◆ **The exercise**:
According to the forum excerpt, which four words all rhyme in Australia?

◆ **Passage shown**:
──────

I'll also admit to only knowing the very basic IPA symbols which are commonly used to transcribe British English as a whole, and can comprehend the odd superscript used by some dictionaries and phonetics books, but I'm no "Professor Higgins", and while I'd insist that most of the family and friends I'm thinking of (who live less than 20 km apart) use a pronunciation that would be transcribed in the same way with these basic symbols, we all sound different.
Finally, "one" has become controversial, but I seem to have the honour of being the only person in the world outside Kent (or on WR) who says /w*ɒ*ri/ for "worry".


----------



## eni8ma

PaulQ said:


> Although I have heard amung and tung (among and tongue) I've never said tung myself.


I'm fascinated by the discussion of "right" and "less-right" ways of pronouncing words.  As an Aussie, I find all the variations of accent and pronunciation quite wonderful to listen to.

In Australia, won, one, ton, and sun all rhyme.  My mother assured me that I had to say wurry, not worry (to rhyme with lorry).  For us, there are many words where the o is pronounced like the u in STRUT.

──────

◆ **Given information**:
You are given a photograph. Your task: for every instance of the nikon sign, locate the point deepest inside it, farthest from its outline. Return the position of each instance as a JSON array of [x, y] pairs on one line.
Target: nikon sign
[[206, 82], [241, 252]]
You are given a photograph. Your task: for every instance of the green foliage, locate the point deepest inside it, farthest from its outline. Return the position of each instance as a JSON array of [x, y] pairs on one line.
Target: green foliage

──────

◆ **Output below**:
Won, one, ton, and sun.